J.A. further testified that similar incidents had taken place about once a week over the past two years, beginning when he was in second grade. On some of these occasions the defendant would say that his penis “was going to go off” and he would take out a handkerchief, put it over his penis, and wipe off the “yellowish white colored stuff” that came out of his penis. Defendant then washed out the handkerchief in a sink and put it on a line to dry. J.A. also testified that he sometimes put his mouth on defendant’s penis at his request and it was “wrinkly” and “after a while it got hard.”
J.A. testified that the reason that he often ran away or stayed out when he was not supposed to was because he was afraid of defendant. J.A. stated that he had not run away from his current foster home and that his school grades had improved from D’s and F’s to A’s and B’s. J.A. said that the reason he did not tell anyone about what was happening to him until a month after he left the Andersons was because he was living with defendant and was afraid defendant would hurt him.
Bruce Dannenberger, associate director of the Mental Health Center of La Salle County, testified that DCFS referred J.A. to him in June of 1989 for an assessment. Dannenberger met with J.A. 22 times in an attempt to determine why he repeatedly ran away, but he was unable to do so. Dannenberger asked J.A. a number of times if he was being sexually abused, but J.A. responded negatively. Because he was unable to discover the cause of J.A.’s behavioral problem, Dannenberger recommended an inpatient evaluation at Zeller Mental Health Center. J.A. was admitted to Zeller in November 1989 and remained there for about six weeks. Zeller was also unable to discover the nature of J.A.’s problems and he was returned to the Andersons in January 1990. J.A. continued to meet with Dannenberger. According to Dannenberger, on May 26, 1990, J.A. told him that defendant had been “playing with him.” In response to Dannenberger’s questions, J.A. explained that after defendant closed the store on Friday night they would go to the shoe department in the back of the store, where each would stroke the other’s penis and they would engage in *644oral sex. Dannenberger also noted that since leaving the Andersons’ home, J.A.’s attitude and school grades have improved markedly.

- - -

» **Required work**:
[A] In the testimony excerpt, how many times did Dannenberger meet with J.A. while trying to determine why he repeatedly ran away?
[B] Reproduce the part of the testimony excerpt that opens with the words containing "J.A. testified that" and closes with "would hurt him.".
[C] Extend the testimony excerpt, picking up after its final sentence.

(Stored records)
- - -

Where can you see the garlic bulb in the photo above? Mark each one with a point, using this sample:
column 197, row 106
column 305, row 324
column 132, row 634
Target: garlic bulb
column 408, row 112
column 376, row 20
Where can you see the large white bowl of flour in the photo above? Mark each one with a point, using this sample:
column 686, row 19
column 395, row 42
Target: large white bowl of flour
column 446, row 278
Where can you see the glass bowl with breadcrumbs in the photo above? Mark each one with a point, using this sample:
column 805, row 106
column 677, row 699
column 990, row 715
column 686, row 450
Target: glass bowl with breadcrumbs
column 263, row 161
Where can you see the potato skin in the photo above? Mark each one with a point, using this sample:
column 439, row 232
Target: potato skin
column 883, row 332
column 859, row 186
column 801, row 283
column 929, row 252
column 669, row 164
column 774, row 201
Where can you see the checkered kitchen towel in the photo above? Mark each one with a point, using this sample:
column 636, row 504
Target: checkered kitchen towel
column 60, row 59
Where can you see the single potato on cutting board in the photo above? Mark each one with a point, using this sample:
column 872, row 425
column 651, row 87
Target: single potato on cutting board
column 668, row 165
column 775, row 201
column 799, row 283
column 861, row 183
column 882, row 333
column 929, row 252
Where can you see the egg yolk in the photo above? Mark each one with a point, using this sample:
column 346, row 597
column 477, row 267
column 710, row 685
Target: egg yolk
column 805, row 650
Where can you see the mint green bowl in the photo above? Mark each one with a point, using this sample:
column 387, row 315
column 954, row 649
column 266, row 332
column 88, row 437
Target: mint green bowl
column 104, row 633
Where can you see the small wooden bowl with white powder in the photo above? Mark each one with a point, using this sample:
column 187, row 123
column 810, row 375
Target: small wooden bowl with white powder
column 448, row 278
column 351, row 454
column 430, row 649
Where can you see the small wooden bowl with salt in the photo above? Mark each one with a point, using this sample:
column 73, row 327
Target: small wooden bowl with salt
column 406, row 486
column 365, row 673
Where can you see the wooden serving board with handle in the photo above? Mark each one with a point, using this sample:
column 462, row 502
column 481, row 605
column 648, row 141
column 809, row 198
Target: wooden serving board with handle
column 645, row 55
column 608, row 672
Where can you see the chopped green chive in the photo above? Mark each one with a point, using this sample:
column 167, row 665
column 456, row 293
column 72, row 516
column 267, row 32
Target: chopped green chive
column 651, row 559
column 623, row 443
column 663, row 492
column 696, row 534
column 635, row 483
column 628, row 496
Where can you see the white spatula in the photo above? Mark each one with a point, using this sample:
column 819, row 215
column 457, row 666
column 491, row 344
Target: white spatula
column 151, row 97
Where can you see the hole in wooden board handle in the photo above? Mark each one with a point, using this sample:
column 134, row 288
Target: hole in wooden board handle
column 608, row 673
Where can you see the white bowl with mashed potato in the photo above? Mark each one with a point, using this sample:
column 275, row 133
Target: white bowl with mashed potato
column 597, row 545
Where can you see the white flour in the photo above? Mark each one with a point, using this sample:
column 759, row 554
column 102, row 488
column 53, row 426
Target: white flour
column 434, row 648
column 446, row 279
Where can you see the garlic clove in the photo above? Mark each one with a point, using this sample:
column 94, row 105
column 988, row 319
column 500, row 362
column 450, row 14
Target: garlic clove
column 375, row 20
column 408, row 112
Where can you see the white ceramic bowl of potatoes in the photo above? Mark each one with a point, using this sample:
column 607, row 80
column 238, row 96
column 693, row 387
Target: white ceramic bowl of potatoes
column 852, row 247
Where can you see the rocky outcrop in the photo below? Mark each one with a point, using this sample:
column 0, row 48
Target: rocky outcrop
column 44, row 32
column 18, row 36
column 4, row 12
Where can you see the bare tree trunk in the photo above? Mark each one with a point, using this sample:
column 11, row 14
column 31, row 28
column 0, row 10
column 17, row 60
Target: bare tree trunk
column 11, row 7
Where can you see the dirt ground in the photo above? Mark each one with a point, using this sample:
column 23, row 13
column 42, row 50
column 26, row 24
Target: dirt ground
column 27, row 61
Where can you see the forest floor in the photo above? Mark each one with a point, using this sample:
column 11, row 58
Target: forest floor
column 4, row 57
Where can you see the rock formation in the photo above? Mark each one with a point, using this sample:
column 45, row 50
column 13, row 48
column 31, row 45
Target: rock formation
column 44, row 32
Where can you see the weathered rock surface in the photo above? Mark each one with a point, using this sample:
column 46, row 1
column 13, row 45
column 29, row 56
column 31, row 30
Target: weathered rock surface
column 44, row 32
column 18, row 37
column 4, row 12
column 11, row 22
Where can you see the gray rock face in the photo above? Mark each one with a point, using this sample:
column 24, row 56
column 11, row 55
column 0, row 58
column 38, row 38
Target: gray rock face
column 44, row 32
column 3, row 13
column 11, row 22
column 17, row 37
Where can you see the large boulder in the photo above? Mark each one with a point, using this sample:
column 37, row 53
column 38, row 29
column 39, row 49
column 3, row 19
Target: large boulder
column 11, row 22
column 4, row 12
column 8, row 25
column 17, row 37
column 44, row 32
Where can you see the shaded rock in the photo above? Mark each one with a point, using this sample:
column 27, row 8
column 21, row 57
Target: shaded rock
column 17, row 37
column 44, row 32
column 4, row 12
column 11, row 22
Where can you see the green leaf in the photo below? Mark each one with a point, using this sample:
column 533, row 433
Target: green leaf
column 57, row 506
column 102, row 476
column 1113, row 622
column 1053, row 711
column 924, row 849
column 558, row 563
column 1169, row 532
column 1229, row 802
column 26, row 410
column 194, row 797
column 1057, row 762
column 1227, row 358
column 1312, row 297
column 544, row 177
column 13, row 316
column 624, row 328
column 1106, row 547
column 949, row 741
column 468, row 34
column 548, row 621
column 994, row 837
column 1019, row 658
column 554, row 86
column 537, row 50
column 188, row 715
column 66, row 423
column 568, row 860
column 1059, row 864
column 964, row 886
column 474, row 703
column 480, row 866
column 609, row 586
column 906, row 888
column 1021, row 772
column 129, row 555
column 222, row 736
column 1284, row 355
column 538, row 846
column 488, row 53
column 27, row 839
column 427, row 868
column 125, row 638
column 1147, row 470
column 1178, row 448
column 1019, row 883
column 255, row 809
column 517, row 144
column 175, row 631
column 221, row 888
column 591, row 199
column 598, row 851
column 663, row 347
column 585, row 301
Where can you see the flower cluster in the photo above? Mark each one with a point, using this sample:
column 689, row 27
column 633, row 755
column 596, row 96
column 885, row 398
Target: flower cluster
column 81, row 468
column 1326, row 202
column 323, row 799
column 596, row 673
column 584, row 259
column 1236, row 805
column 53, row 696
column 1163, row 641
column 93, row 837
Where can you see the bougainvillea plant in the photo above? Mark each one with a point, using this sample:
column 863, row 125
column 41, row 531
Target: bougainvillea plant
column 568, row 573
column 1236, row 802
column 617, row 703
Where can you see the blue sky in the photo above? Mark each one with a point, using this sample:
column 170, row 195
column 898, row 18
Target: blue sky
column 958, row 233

- - -

» **Answer list**:
[A] 22 times

[B]
J.A. testified that the reason that he often ran away or stayed out when he was not supposed to was because he was afraid of defendant. J.A. stated that he had not run away from his current foster home and that his school grades had improved from D’s and F’s to A’s and B’s. J.A. said that the reason he did not tell anyone about what was happening to him until a month after he left the Andersons was because he was living with defendant and was afraid defendant would hurt him.

[C]
On cross-examination Dannenberger agreed that while J.A. was at Zeller he had been told that he would not be returning to the Andersons’ home and that J.A. indicated that he did want to return there. Dannenberger also agreed that when J.A. was removed from the Andersons’ home in April of 1990, he did not exhibit the kind of reaction one might expect from a child who had been removed from an abusive environment. At the time that J.A. was admitted to Zeller, Dannenberger had reached a working hypothesis that he was suffering from reactive attachment disorder of infancy or early childhood. Such a condition is marked by a disturbed social relatedness resulting from grossly pathogenic care during childhood, with onset of the condition occurring before age five.
William St. Arnold testified concerning an interview with J.A. on May 29, 1990, at Dannenberger’s office. St. Arnold asked J.A. to tell him what he had told Dannenberger at the counseling session on May 26. J.A. related that he and the defendant would go to the back of the store near the shoe chairs after the store was closed and engage in acts of mutual masturbation and oral sex. This usually occurred on Friday nights and had been taking place for about two years. J.A. demonstrated some of these acts using anatomically correct dolls given to him by St. Arnold. On some occasions the defendant would use a handkerchief to wipe himself off, then take the handkerchief to a sink in the back of the store, rinse it out and hang it on a wire across the sink to dry. J.A. also stated that other sexual incidents had taken place at defendant’s residence. According to St. Arnold, J.A. related these events in a narrative fashion and he was not asked leading questions. On cross-examination, St. Arnold admitted that while J.A. told him that the last incident of sexual activity occurred during the week before he was placed in a foster home on April 25, J.A. did not state specifically what happened during that last incident.
In addition to the testimony related above, St. Arnold also testified regarding the interview with defendant at his store and the statements defendant made with respect to kissing J.A.’s penis. This testimony was substantially the same as that given at the hearing on the motion to suppress, except that St. Arnold admitted that both he and the defendant raised their voices several times during the course of the questioning.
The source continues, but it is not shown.